Stored entries:
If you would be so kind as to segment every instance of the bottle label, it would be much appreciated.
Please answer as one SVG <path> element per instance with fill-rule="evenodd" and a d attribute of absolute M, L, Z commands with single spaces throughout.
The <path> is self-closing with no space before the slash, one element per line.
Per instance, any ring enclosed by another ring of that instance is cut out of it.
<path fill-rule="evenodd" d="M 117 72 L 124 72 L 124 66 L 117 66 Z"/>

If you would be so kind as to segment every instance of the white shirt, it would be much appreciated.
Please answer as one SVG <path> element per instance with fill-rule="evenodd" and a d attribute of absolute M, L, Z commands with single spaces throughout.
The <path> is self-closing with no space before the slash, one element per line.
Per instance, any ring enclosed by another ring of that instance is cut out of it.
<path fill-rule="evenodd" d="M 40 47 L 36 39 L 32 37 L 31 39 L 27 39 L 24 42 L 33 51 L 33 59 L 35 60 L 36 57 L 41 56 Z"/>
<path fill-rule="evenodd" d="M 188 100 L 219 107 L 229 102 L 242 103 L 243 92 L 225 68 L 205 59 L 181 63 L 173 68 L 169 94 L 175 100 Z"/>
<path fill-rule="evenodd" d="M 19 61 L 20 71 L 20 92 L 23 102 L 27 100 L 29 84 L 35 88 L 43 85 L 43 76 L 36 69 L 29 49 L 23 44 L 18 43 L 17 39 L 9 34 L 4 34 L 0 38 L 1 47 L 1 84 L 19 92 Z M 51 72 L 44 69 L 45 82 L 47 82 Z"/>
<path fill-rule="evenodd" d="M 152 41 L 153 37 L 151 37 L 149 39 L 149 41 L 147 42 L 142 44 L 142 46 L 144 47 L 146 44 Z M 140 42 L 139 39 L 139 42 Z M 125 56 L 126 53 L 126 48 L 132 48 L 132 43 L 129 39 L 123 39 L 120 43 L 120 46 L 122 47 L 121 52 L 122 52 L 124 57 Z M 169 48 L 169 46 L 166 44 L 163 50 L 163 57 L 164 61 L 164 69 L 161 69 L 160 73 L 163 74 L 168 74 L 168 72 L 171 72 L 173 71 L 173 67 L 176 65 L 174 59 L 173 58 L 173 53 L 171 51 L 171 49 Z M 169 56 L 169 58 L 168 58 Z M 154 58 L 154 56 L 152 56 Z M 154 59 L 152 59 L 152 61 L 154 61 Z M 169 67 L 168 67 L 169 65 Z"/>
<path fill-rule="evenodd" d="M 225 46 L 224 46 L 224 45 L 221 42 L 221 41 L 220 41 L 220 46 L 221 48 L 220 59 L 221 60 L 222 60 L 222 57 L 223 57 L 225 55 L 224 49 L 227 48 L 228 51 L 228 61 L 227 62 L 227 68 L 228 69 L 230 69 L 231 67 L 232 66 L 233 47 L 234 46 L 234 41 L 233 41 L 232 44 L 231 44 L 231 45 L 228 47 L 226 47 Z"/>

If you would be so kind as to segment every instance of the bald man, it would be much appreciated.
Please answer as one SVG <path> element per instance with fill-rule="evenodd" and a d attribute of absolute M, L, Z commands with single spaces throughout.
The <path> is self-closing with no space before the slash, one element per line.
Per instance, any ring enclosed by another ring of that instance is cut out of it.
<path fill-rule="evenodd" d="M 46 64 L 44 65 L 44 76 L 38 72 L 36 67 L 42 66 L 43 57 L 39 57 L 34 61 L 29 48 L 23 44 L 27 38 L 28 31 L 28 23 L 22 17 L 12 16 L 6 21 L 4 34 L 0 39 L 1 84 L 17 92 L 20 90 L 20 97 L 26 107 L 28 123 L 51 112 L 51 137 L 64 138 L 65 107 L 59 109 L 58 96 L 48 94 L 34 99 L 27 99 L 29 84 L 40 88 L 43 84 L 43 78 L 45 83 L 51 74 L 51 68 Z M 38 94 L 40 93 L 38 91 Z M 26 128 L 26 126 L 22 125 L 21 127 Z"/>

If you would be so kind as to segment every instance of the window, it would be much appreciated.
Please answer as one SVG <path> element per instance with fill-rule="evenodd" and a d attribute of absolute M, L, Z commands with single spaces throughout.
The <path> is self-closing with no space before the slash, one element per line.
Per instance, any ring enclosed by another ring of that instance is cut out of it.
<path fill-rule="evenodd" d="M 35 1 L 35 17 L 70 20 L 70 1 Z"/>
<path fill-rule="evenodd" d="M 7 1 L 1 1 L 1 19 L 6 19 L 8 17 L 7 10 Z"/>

YOUR OBJECTIVE: Update the records by replacing each occurrence of "segment every instance" with "outline each instance". Leave every other part of the text unchanged.

THE RESPONSE:
If you would be so kind as to outline each instance of the bottle label, it would be much appreciated.
Please answer as one SVG <path> element per instance with fill-rule="evenodd" and a d attribute of absolute M, L, Z commands with single spaces throughout.
The <path> is self-closing with no space before the slash, one element per line.
Per instance, any ring enclosed by another ring of that instance is cut out of it.
<path fill-rule="evenodd" d="M 117 72 L 124 72 L 124 66 L 117 66 Z"/>

If you would be so kind as to outline each instance of the white shirt, it would be much appreciated.
Please answer as one SVG <path> element per instance with fill-rule="evenodd" and a d attribute of absolute M, L, Z commands with single spaces throughout.
The <path> is self-closing with no space before the slash, one element per line.
Per instance, any ring enclosed by another ring of that instance is cut out of it.
<path fill-rule="evenodd" d="M 40 47 L 36 39 L 32 37 L 31 39 L 27 39 L 24 42 L 33 51 L 33 59 L 35 60 L 36 57 L 41 56 Z"/>
<path fill-rule="evenodd" d="M 188 100 L 219 107 L 229 102 L 242 103 L 243 92 L 225 68 L 205 59 L 181 63 L 173 68 L 169 94 L 175 100 Z"/>
<path fill-rule="evenodd" d="M 19 61 L 20 71 L 20 92 L 23 102 L 27 100 L 29 84 L 35 88 L 43 85 L 43 76 L 36 69 L 29 49 L 23 44 L 18 43 L 17 39 L 9 34 L 4 34 L 0 38 L 1 47 L 1 84 L 19 92 Z M 51 72 L 44 69 L 45 82 L 47 82 Z"/>
<path fill-rule="evenodd" d="M 152 41 L 153 37 L 151 37 L 149 39 L 149 41 L 147 42 L 142 44 L 142 46 L 144 47 L 146 44 Z M 140 42 L 139 39 L 139 42 Z M 125 56 L 126 53 L 126 48 L 132 48 L 132 43 L 129 39 L 123 39 L 120 43 L 120 46 L 122 47 L 121 52 L 122 52 L 124 57 Z M 169 48 L 169 46 L 166 44 L 163 50 L 163 57 L 164 61 L 164 69 L 161 69 L 160 73 L 163 74 L 168 74 L 168 72 L 171 72 L 173 71 L 173 67 L 176 65 L 174 59 L 173 58 L 173 53 L 171 51 L 171 49 Z M 169 56 L 169 58 L 168 58 Z M 154 58 L 154 56 L 152 56 Z M 154 59 L 152 59 L 152 61 L 154 61 Z M 169 67 L 168 67 L 169 65 Z"/>
<path fill-rule="evenodd" d="M 225 46 L 224 46 L 224 45 L 221 42 L 221 41 L 220 41 L 220 46 L 221 48 L 220 59 L 221 60 L 222 60 L 222 57 L 223 57 L 225 55 L 224 49 L 227 48 L 228 51 L 228 61 L 227 62 L 227 68 L 228 69 L 230 69 L 231 67 L 232 66 L 233 47 L 234 46 L 234 41 L 233 41 L 232 44 L 231 44 L 231 45 L 228 47 L 226 47 Z"/>

If you would be so kind as to outline each instance of the bald man, it would be much appreciated.
Please answer as one SVG <path> element per instance with fill-rule="evenodd" and a d attribute of absolute M, L, Z commands with single spaces throughout.
The <path> is self-closing with no space before the slash, one element per line.
Per instance, any ring enclosed by another ring of that instance is cut out of it.
<path fill-rule="evenodd" d="M 46 64 L 44 65 L 44 76 L 38 72 L 36 67 L 42 66 L 43 57 L 39 57 L 34 61 L 29 48 L 23 44 L 27 38 L 28 31 L 28 23 L 22 17 L 12 16 L 6 21 L 4 34 L 0 39 L 1 84 L 17 92 L 20 90 L 20 97 L 26 107 L 28 123 L 51 112 L 51 137 L 64 138 L 65 107 L 59 109 L 58 96 L 48 94 L 34 99 L 27 99 L 29 84 L 40 88 L 43 84 L 43 78 L 45 83 L 51 74 L 51 68 Z M 38 94 L 40 93 L 38 91 Z M 26 128 L 26 126 L 22 125 L 21 127 Z"/>

If you would be so kind as to outline each instance of the window, it would be much appreciated.
Please answer as one SVG <path> element per instance with fill-rule="evenodd" and a d attribute of absolute M, L, Z commands with single spaces throughout.
The <path> is self-closing with no space before the slash, one element per line.
Per instance, any ring enclosed by another ring of that instance is cut out of it.
<path fill-rule="evenodd" d="M 35 1 L 35 17 L 70 20 L 70 1 Z"/>
<path fill-rule="evenodd" d="M 7 1 L 1 1 L 1 19 L 6 19 L 8 17 L 7 10 Z"/>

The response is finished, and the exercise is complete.